== Passage provided ==
=== Begin Enclosure ===
Collybia brunneocephala, also known as the brown blewit or brownit, is a species of gilled mushroom. Previously designated Clitocybe brunneocephala, the brownit and its lavender-colored cousin Clitocybe nuda (the wood blewit) were reassigned to the genus Collybia in 2023.

It is found in North America and edible but resembles some poisonous species.

== Taxonomy ==
William Murrill originally described this species in 1913 as a Melanoleuca, based on a specimen collected by R. A. Harper in Alameda County, California. However, based on the minimal information provided, it was not included in later descriptions of Clitocybe species. The brownit was rediscovered by David Arora in Santa Cruz County, California, in the 1970s, and Howard E. Bigelow formally redescribed it in his 1982 Clitocybe monograph using Arora's specimens. There was already a Clitocybe harperi, so the Bigelow gave it a new name suggestive of its brown (brunneo-) head (-cephela). According to recent genetic studies by taxonomists in China, C. brunneocephala belongs to a subgenus designated Leucocalocybe, along with what were formerly designated Lepista personata, Lepista nuda, Lepista fibrosissima, Lepista sordida, and Leucocalocybe mongolica, "forming a strongly supported monophyletic clade (BP = 95%, PP = 1.00)".

== Description ==
As its name implies, the brownit is a brown-capped mushroom with light-beige gills. It is of somewhat stumpy proportions.

The cap is usually described as "lubricious" and often has a rubbery-translucent gloss without being sticky; it is up to 14 cm wide. The whitish stem discolors to yellowish where touched; it is up to 6 cm long. The spore print is light pinkish.

=== Similar species ===
The species can be confused with Entoloma lividoalbum, Entoloma sericatum, and Entoloma rhodopolium, all of which are poisonous.

Brownits can also be mistaken for Collybia nuda (which it resembles in both "size and stature") and Clitocybe tarda, but can be distinguished by color and size. Collybia nuda often looks brown in age, but will retain undertones of lilac. Clitocybe tarda mushrooms are smaller than brownits and retain some hint of purple on the cap.

== Distribution and habitat ==
The brownit can be found most frequently from December to March, most commonly in California. Often found in lawns and open meadows, sometimes in fairy rings, it also turns up under California native oaks and Monterey cypress.

== Uses ==
The brownit is considered an excellent edible mushroom.
=== End Enclosure ===
== Entries provided ==
=== Begin Enclosure ===
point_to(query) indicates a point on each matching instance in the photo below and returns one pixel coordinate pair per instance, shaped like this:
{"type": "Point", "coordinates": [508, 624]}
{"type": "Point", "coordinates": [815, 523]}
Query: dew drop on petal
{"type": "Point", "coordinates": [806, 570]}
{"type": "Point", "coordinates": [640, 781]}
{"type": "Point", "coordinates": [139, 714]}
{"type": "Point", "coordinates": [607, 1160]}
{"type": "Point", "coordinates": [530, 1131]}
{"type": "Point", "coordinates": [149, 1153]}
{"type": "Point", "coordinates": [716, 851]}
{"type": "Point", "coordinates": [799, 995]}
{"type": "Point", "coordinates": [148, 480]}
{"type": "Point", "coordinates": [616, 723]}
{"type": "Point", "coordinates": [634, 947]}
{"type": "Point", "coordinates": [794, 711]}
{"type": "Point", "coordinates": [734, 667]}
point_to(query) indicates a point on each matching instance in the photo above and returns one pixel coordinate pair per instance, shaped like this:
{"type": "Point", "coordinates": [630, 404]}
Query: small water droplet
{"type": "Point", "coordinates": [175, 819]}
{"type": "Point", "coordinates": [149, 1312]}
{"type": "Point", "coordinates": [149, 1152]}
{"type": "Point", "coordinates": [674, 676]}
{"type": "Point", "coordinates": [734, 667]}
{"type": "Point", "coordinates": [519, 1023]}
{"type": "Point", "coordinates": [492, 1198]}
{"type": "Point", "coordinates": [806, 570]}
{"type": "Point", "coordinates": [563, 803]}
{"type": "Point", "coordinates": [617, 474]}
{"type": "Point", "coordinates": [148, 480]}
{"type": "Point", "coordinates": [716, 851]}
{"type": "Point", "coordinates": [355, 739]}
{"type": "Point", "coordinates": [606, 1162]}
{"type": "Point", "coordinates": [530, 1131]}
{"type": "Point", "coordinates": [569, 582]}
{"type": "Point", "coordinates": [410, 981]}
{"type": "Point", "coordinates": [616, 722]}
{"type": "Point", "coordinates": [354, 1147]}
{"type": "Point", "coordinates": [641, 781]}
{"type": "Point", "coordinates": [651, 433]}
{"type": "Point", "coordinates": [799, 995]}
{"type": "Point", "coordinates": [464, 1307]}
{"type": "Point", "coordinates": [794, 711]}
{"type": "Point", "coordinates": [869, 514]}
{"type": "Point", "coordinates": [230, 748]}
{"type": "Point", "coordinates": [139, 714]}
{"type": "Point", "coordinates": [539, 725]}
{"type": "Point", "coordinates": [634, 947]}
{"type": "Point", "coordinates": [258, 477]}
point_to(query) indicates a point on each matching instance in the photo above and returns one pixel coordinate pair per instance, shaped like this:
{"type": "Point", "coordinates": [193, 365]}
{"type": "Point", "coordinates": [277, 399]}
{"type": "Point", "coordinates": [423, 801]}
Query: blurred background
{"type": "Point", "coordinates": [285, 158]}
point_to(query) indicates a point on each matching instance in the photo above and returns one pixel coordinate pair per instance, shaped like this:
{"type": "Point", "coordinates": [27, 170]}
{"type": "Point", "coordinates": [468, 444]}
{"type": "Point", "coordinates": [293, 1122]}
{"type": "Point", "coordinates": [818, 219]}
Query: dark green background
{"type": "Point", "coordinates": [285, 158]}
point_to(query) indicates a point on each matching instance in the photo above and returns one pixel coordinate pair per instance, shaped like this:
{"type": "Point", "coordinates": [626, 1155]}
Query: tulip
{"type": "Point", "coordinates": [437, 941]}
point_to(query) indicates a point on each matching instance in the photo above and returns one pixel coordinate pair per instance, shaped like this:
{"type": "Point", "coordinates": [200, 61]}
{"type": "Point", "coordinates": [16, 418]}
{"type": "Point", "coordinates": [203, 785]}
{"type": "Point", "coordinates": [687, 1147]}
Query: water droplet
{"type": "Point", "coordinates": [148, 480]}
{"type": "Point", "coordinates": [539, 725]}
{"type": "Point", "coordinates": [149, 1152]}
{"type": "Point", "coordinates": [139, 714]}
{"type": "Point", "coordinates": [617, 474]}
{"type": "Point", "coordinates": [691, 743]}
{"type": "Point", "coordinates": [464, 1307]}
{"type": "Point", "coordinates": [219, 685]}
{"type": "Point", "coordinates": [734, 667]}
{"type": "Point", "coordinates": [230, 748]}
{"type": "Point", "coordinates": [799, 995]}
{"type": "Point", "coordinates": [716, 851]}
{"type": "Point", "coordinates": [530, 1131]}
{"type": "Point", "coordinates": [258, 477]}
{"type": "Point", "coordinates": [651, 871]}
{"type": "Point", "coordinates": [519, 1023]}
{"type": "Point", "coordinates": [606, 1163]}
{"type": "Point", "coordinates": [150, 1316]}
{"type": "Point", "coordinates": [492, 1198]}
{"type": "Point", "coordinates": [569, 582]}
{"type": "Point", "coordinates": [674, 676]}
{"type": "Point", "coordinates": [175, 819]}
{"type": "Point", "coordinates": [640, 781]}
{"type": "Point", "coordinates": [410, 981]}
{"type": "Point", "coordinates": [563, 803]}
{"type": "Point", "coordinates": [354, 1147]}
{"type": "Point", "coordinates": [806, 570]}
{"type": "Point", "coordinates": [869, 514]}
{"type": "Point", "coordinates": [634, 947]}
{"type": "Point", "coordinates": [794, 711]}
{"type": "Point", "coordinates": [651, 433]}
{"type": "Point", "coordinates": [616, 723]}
=== End Enclosure ===
== What you are asked to do ==
Rewrite the passage on the brownit between "Brownits can also" and "excellent edible mushroom.", inclusive, putting "grassy fields" in place of "open meadows".

== Answer ==
Brownits can also be mistaken for Collybia nuda (which it resembles in both "size and stature") and Clitocybe tarda, but can be distinguished by color and size. Collybia nuda often looks brown in age, but will retain undertones of lilac. Clitocybe tarda mushrooms are smaller than brownits and retain some hint of purple on the cap.

== Distribution and habitat ==
The brownit can be found most frequently from December to March, most commonly in California. Often found in lawns and grassy fields, sometimes in fairy rings, it also turns up under California native oaks and Monterey cypress.

== Uses ==
The brownit is considered an excellent edible mushroom.